____ INPUT MATERIAL
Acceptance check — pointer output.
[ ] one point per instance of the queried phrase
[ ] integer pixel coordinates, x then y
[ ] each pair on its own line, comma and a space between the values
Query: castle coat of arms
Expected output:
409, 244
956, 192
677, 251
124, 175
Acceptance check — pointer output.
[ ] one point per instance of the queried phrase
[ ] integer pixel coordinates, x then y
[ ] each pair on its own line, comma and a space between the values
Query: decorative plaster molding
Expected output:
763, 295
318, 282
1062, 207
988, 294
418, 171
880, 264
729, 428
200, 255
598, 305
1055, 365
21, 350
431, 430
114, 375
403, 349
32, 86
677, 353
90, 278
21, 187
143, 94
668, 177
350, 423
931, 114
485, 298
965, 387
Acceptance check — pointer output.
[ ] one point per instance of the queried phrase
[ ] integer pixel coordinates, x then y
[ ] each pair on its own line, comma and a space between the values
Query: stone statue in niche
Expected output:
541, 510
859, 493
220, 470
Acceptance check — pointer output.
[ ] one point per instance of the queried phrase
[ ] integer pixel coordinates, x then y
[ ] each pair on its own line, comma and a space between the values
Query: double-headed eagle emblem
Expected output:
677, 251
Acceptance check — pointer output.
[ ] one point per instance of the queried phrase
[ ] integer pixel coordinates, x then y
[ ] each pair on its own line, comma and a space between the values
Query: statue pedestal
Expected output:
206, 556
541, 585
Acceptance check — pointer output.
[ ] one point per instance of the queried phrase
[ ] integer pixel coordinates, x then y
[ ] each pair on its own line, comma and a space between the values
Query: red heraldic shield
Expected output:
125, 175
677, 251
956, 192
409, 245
________
GIVEN EXERCISE: Exact output of every entry is required.

THE COMPLETED TASK:
Acceptance check — pointer output.
[ ] one point per instance of the queried phrase
[ ] integer pixel coordinates, x then y
[ ] each pair on its own line, comma and a space between the values
Query: castle coat of arms
Expected output:
409, 244
956, 192
677, 251
124, 175
Acceptance check — pointer output.
[ ] one point per instance of the queried phrase
[ ] integer pixel coordinates, x then y
[ ] each pair on its own line, comma and a space between the values
Query: decorative plaster molding
Expected output:
763, 295
318, 282
1062, 207
988, 294
418, 171
880, 264
729, 428
200, 255
598, 305
1055, 365
21, 350
431, 430
114, 375
403, 349
32, 86
677, 353
90, 278
21, 187
143, 94
668, 177
350, 423
931, 114
485, 298
965, 387
Acceptance check — pointer output.
[ ] one point per instance of the queried phrase
[ ] integer pixel coordinates, x then y
[ ] each pair on its own line, comma and a space between the values
Query: stone statue in niche
Expected output:
541, 510
859, 493
220, 470
Acceptance check — pointer output.
[ ] one point per instance of the queried phrase
[ ] integer pixel coordinates, x then y
[ ] each pair on its own line, comma and a space between the values
Query: double-headed eagle emblem
Expected output:
677, 251
Acceptance check — pointer output.
[ ] one point per instance of the queried phrase
[ ] integer pixel coordinates, x then y
[ ] each pair on its own line, comma and a space between the values
Query: statue pedestal
Expected output:
206, 556
541, 585
Acceptance check — pointer output.
[ ] one point per instance of the queried phrase
[ ] integer pixel coordinates, x then y
[ ] each pair on its own line, comma and a space between the values
Query: red heraldic shield
Expected output:
125, 175
677, 251
956, 192
409, 245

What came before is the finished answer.